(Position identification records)
- - - - -
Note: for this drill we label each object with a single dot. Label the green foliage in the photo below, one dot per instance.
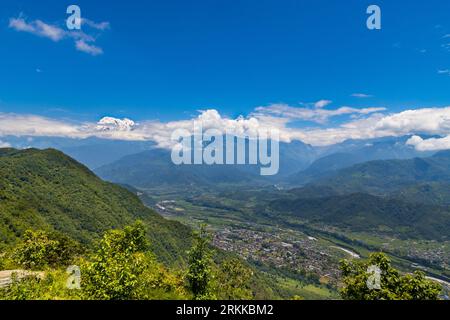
(114, 270)
(233, 280)
(121, 269)
(40, 249)
(199, 275)
(47, 190)
(393, 285)
(52, 286)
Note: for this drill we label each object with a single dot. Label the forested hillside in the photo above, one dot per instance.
(45, 189)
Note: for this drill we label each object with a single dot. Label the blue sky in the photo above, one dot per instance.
- - - - -
▶ Brief: In the records above, substitute "exercise" for every occurrence of "drill" and reproduce the text with everything else unchanged. Omit the pictures from your answer.

▶ Task result:
Note: for this exercise we label each object with a single dot. Label the green foliage in the photo below, one dot per instance.
(114, 270)
(233, 280)
(121, 269)
(40, 249)
(199, 275)
(47, 190)
(393, 285)
(52, 286)
Note: for this exercise we label each object with a single dot. Label the forested hillside in the photo above, one dot per instance.
(45, 189)
Note: for this exercise we label each object with a single dot. Label the blue sky in the photo above, one dot per instance.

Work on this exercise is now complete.